Problem statement: Output the first line of the listing and each line after it, up to and including the line that contains "the soccer ball", exactly as written, minus the pictures.

Input data:

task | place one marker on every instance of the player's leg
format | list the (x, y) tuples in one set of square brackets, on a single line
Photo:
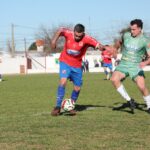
[(64, 73), (105, 69), (76, 75), (140, 81), (110, 71), (116, 78)]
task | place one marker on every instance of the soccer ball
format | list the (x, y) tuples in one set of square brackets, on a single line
[(67, 105)]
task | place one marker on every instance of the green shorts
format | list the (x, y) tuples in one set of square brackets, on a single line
[(130, 69)]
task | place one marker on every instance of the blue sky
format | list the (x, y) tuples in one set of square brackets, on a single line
[(100, 17)]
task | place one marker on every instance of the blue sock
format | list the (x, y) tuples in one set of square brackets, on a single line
[(74, 95), (60, 95)]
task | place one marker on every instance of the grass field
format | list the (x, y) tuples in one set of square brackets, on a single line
[(25, 121)]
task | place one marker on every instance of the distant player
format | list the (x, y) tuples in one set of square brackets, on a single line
[(76, 44), (107, 55), (134, 45)]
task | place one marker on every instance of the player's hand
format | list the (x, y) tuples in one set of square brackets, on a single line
[(142, 64)]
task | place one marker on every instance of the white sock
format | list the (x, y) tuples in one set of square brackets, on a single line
[(147, 100), (123, 93)]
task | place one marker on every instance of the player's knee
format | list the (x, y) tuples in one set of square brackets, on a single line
[(77, 88)]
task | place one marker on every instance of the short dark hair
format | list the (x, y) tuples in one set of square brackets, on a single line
[(138, 22), (79, 28)]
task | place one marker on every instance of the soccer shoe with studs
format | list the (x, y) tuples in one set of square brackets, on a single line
[(148, 110), (56, 111), (72, 112)]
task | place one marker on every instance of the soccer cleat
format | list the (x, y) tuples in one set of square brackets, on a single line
[(148, 110), (56, 111), (72, 112), (132, 104)]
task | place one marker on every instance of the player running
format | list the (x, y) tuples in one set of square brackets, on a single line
[(107, 56), (134, 45), (76, 44)]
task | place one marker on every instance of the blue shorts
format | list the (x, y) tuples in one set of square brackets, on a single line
[(72, 73), (107, 65)]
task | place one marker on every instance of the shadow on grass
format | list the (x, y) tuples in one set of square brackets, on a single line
[(87, 107), (82, 108), (123, 107)]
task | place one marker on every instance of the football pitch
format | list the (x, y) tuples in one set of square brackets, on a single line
[(25, 121)]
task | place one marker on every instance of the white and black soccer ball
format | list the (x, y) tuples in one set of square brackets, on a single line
[(67, 105)]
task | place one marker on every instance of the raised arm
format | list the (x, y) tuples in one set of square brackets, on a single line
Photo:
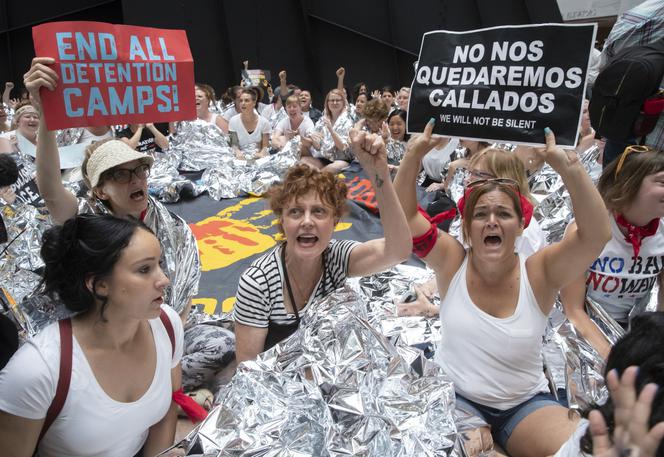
[(19, 435), (339, 142), (341, 73), (159, 137), (405, 184), (563, 262), (135, 138), (6, 93), (377, 255), (573, 297), (60, 202), (283, 87)]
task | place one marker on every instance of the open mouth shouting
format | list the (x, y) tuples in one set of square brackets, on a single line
[(493, 240), (137, 195), (307, 240)]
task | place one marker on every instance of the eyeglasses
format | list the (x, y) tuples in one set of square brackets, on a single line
[(470, 176), (123, 175), (502, 182), (628, 150)]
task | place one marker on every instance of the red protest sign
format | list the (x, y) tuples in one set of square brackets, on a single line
[(115, 74)]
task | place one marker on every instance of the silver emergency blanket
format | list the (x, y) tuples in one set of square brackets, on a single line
[(275, 118), (200, 145), (554, 210), (20, 259), (336, 387), (384, 291), (10, 309), (254, 176), (67, 137), (179, 252), (342, 128), (395, 151)]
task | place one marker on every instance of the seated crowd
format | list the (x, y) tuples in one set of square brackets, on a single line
[(116, 254)]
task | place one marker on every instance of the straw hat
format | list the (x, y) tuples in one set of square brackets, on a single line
[(109, 155)]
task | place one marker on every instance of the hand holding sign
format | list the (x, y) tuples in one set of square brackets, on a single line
[(40, 75), (502, 83), (113, 74), (422, 144), (369, 149), (559, 159)]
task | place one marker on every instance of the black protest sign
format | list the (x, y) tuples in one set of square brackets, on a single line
[(503, 83), (26, 189)]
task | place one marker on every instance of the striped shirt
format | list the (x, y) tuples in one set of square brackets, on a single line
[(260, 293)]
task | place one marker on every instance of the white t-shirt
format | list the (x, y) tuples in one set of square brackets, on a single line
[(244, 137), (496, 362), (90, 422), (306, 126)]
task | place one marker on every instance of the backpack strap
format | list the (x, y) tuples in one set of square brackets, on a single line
[(64, 376), (169, 329)]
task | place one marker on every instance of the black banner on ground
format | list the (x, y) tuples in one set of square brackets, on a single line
[(503, 83)]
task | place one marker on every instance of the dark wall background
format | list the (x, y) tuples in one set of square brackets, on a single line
[(377, 41)]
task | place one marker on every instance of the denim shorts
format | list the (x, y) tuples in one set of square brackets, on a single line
[(503, 422)]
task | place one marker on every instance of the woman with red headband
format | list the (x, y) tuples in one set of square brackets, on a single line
[(495, 302), (624, 274)]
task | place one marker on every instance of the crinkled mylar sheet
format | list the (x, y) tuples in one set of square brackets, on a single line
[(239, 177), (201, 146), (337, 387)]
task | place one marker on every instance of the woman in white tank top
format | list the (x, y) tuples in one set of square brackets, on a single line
[(624, 274), (494, 303), (204, 95)]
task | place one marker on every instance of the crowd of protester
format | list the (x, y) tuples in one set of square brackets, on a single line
[(107, 261)]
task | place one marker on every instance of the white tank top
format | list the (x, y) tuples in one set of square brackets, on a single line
[(619, 281), (492, 361)]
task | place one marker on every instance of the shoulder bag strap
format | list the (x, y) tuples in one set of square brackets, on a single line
[(169, 329), (64, 376), (288, 287)]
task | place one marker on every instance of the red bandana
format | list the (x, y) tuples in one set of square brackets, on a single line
[(527, 208), (636, 234)]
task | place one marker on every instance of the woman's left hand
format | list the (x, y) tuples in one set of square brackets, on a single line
[(370, 151), (554, 155), (631, 434)]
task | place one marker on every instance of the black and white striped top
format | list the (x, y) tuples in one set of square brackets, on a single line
[(260, 293)]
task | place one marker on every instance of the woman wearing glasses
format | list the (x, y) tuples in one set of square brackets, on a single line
[(622, 277), (495, 302), (328, 144), (117, 178)]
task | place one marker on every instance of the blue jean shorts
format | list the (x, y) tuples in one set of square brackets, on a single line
[(503, 422)]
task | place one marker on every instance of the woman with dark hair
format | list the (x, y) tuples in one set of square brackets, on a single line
[(359, 89), (396, 145), (249, 131), (622, 277), (275, 290), (495, 302), (124, 364), (329, 144), (117, 177), (388, 95), (640, 347)]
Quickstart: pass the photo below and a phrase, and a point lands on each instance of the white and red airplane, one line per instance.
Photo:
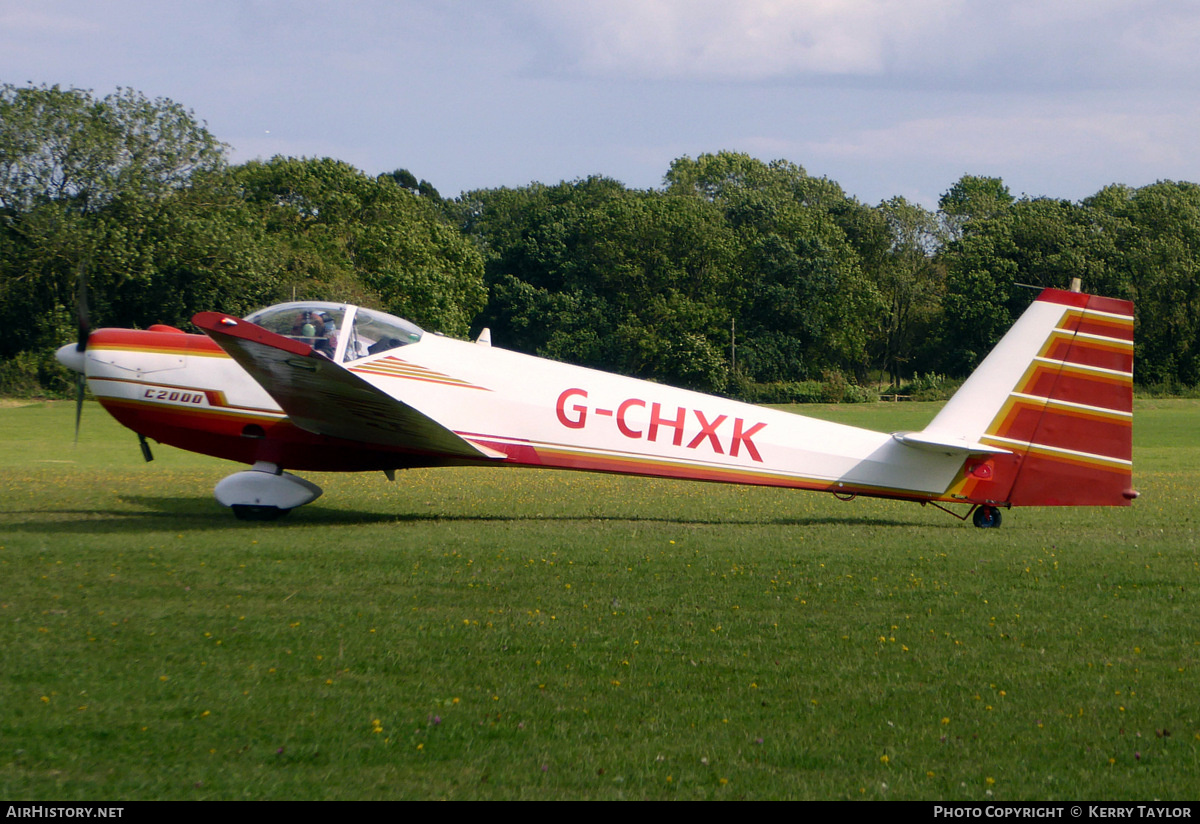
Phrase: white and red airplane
(1044, 421)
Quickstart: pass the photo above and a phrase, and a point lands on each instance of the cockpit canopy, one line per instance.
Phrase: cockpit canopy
(340, 331)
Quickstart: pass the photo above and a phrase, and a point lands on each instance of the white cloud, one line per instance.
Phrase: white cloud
(742, 41)
(970, 140)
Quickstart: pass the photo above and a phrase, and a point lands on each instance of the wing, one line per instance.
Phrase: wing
(325, 398)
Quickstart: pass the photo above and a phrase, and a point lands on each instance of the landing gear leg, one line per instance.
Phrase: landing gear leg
(987, 517)
(265, 492)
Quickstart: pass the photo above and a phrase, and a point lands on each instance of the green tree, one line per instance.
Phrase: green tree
(911, 282)
(345, 235)
(804, 304)
(64, 145)
(971, 200)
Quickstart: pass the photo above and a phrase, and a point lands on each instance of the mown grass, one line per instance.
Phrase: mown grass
(485, 633)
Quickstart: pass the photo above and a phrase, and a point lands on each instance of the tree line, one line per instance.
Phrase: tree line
(736, 276)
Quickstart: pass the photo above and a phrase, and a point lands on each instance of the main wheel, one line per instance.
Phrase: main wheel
(255, 512)
(987, 517)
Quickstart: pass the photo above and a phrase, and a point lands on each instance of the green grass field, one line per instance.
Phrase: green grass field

Completed task:
task | place one marker on every instance of the player's leg
format | list the (x, y) tuples in one set of square brackets, on a single line
Photo:
[(64, 73), (105, 69), (76, 75), (140, 81), (110, 71), (116, 78)]
task | place one marker on every instance of the soccer ball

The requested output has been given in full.